→ **Input data**:
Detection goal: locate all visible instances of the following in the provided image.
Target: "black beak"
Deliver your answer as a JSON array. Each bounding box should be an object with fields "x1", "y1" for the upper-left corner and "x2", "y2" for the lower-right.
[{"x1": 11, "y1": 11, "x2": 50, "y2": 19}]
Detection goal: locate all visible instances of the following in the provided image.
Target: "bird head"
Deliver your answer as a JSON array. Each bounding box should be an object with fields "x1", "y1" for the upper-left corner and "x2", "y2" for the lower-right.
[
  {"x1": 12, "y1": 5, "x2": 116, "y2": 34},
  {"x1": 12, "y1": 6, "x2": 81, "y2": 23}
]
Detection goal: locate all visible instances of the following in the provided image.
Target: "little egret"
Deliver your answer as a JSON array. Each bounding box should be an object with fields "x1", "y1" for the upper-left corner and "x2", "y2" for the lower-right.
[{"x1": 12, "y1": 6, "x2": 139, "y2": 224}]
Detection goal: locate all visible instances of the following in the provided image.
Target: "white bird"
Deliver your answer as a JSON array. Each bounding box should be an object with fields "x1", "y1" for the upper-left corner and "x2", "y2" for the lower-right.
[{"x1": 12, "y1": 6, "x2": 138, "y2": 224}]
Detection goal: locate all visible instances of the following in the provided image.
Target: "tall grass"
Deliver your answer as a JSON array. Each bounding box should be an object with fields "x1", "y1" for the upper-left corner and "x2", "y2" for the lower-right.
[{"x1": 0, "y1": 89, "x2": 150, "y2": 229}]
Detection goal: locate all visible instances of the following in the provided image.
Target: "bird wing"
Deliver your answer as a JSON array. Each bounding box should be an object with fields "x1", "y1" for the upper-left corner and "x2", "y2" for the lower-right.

→ **Required action**: In the entries above, some lines may contain the string "bird"; report how many, without additional comment.

→ **Completed task**: 3